* Consignes:
1. Recopiez sans rien changer le passage de la notice sur Karl Trinka qui commence par "Né sans doute" et se poursuit jusqu'à "maquis Bir Hakeim).".
2. D'après la notice sur Karl Trinka, à quelle date a-t-il été tué ?
3. Transformez en liste le paragraphe de la notice sur Karl Trinka qui commence par "Né sans doute en 1911", en conservant ses faits principaux.

* Extrait présenté:
★ ★ ★ ★ ★ ★ ★
TRINKA Karl, alias WILDSCHÜTZ (« Braconnier » pseudonyme de Résistance) [nom orthographié parfois TRENKER]

Par André Balent

Né sans doute en 1911 en Autriche ; tué le 28 mai 1944 à La Parade (actuelle commune de Hures-La Parade, Lozère) lors de l’attaque du cantonnement du maquis Bir Hakeim par les forces d’Occupation ; antifasciste réfugié en France ; résistant en Lozère (AS : Brigade Montaigne puis maquis Bir Hakeim).
★ ★ ★ ★ ★ ★ ★
* Données sources:
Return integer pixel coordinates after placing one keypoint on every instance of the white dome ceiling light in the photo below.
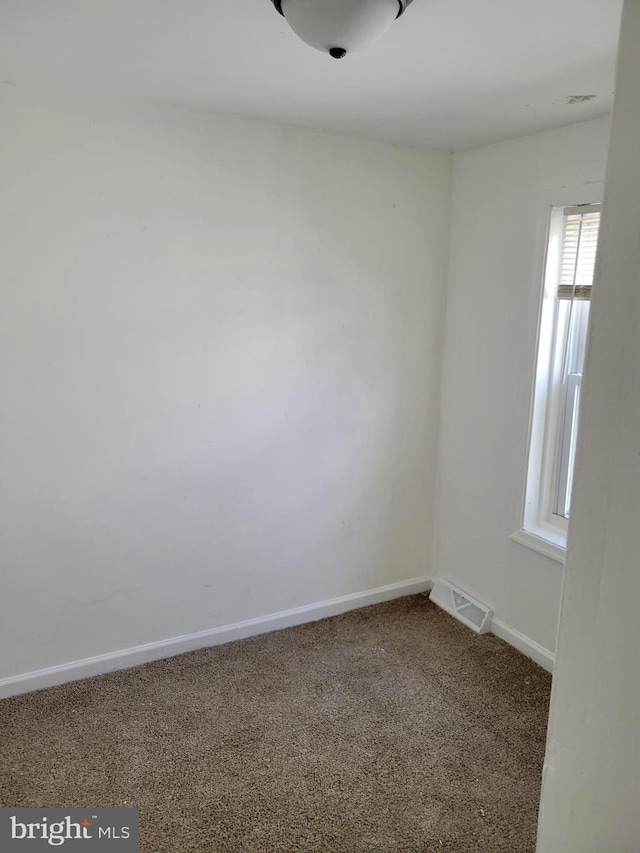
(339, 27)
★ ★ ★ ★ ★ ★ ★
* Réponses attendues:
1.
Né sans doute en 1911 en Autriche ; tué le 28 mai 1944 à La Parade (actuelle commune de Hures-La Parade, Lozère) lors de l’attaque du cantonnement du maquis Bir Hakeim par les forces d’Occupation ; antifasciste réfugié en France ; résistant en Lozère (AS : Brigade Montaigne puis maquis Bir Hakeim).

2. Le 28 mai 1944.

3.
- Naissance : probablement en 1911, en Autriche.
- Mort : tué le 28 mai 1944 à La Parade (aujourd'hui Hures-La Parade, Lozère), lors de l'attaque du cantonnement du maquis Bir Hakeim par les forces d'Occupation.
- Antifasciste réfugié en France.
- Résistant en Lozère : AS, d'abord à la Brigade Montaigne, puis au maquis Bir Hakeim.